Provided text |

This illustration depicts the way our implementation of RDF histogramming makes use of the memory hierarchy of the GPU to store geometric (sel1 and sel2) and histogram data. Main memory (off-GPU) is shaded red. Constant memory and the constant cache are shaded dark and light green respectively. Global and shared memory are shaded dark and light blue respectively. The number of atoms or histogram bins stored at each level of memory is marked on each piece of memory.
We handle sel2 differently, but the goal is the same—to minimize accesses to slow off-chip device memory. Before building the histograms, sel2 is loaded in its entirety into global memory, the slow device memory space which on all but the most recent GPU devices is not associated with a cache. Rather than relying on a cache, the atoms in sel2 are divided into tiles which are loaded into fast on-chip shared memory. Data in a shared memory can be accessed close to the speed of registers so long as there are no bank conflicts. Shared memory bank conflicts are trivially avoided in our implementation. Each tile contains Nblock atoms, where Nblock is a parameter defining the number of threads in a thread block. For each such tile the algorithm will loop over all Nconst elements in the current tile of sel1. Thus, NconstNblock atom pairs can be processed after only a single load operation from global memory for sel2.

Annotation data based on points |

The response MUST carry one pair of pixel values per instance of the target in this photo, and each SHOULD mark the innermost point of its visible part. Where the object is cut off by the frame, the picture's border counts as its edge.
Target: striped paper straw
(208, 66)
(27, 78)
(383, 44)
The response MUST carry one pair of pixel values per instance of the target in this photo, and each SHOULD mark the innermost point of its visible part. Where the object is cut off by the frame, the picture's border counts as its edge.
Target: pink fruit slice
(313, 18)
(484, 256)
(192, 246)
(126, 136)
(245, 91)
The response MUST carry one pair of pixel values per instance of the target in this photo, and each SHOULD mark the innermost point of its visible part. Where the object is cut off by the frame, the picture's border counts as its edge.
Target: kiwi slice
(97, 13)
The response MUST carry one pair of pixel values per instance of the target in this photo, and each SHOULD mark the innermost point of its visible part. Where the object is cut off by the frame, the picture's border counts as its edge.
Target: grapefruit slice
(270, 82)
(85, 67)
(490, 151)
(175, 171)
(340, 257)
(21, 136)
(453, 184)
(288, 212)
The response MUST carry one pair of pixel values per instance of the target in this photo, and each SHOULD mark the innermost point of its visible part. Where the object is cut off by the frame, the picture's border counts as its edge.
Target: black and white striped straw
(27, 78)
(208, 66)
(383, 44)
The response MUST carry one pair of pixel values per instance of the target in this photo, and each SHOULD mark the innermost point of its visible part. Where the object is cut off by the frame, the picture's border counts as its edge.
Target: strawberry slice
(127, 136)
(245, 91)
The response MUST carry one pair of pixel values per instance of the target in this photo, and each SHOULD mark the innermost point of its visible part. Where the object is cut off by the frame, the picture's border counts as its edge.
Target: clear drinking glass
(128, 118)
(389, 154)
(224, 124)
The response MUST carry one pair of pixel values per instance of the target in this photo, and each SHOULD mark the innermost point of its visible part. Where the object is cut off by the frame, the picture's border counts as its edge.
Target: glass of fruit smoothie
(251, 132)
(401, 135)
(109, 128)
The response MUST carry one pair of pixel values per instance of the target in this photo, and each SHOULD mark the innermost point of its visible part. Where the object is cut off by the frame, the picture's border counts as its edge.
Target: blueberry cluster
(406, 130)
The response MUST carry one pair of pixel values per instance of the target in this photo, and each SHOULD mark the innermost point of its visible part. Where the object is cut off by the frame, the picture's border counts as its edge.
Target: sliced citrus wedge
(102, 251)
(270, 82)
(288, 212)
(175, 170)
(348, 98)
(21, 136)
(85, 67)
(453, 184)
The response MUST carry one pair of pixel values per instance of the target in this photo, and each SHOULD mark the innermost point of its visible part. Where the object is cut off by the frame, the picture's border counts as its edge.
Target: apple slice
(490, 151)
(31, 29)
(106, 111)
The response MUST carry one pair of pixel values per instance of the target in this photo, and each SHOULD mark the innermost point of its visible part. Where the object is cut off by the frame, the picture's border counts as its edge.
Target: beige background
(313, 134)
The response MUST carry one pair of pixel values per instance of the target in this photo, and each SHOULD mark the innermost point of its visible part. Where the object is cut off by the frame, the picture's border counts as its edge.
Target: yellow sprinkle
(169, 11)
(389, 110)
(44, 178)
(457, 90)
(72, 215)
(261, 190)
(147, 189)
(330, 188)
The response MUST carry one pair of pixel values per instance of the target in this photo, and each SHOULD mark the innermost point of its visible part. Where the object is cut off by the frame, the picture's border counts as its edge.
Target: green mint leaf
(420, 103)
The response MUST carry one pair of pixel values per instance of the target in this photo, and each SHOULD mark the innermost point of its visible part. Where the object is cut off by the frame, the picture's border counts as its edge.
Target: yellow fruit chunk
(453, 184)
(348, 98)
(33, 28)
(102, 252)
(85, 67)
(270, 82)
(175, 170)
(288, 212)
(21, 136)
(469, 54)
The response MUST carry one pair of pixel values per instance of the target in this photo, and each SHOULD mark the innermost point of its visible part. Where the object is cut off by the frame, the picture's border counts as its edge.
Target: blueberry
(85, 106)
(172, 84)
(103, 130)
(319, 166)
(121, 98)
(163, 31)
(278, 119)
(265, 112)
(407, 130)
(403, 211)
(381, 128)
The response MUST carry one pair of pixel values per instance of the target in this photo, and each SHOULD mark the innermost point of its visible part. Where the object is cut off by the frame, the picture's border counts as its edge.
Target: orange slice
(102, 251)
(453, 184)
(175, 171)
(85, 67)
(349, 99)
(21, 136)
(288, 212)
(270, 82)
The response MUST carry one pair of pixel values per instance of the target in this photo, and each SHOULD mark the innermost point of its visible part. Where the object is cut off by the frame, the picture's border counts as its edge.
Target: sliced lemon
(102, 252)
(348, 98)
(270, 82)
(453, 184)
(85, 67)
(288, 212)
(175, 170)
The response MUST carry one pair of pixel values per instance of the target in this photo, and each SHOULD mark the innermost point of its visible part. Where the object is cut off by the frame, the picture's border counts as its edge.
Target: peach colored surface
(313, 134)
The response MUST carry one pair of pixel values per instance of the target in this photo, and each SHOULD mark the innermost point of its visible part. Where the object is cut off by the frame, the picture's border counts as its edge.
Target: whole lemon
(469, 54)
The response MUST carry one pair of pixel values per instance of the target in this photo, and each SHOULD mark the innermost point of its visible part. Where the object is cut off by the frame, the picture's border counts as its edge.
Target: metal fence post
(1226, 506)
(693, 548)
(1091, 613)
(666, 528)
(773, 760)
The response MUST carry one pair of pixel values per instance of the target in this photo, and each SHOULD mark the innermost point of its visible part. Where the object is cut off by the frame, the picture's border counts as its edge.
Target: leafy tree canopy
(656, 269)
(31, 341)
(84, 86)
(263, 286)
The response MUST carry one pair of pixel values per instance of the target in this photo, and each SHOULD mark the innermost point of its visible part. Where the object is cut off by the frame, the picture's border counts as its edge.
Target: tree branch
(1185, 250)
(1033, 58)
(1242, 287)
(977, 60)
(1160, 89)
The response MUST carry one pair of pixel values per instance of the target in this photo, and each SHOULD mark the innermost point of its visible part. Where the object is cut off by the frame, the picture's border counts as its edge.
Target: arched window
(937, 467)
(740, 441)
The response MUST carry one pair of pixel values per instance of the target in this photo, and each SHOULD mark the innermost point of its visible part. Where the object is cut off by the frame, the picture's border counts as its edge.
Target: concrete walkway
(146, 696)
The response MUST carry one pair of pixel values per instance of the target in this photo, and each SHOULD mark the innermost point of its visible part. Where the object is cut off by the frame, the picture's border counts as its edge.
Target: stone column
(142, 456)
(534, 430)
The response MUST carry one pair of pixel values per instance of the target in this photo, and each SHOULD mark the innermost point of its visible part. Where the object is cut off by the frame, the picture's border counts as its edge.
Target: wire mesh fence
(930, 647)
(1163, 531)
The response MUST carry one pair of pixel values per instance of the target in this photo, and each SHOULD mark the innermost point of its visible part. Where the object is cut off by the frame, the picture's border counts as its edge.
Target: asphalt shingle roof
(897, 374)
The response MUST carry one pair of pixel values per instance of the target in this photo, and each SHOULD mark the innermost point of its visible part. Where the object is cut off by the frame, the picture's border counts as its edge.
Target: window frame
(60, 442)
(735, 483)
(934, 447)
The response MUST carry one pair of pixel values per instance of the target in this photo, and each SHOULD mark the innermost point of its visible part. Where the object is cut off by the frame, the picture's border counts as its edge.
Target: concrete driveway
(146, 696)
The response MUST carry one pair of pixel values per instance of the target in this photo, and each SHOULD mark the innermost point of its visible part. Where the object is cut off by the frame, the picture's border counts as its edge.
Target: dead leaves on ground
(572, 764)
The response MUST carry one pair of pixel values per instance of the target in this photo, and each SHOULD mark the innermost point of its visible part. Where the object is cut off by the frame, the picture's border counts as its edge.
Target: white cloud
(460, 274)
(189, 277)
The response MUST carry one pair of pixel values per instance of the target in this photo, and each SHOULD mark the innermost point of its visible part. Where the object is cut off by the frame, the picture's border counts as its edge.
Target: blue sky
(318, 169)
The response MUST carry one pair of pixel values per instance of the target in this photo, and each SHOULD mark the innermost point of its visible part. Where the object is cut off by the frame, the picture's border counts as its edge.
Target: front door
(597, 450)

Short task |
In the text on GPU histogramming, into which memory space is sel2 loaded in its entirety before the histograms are built? These rows were taken from a separate source.

Task result |
Global memory.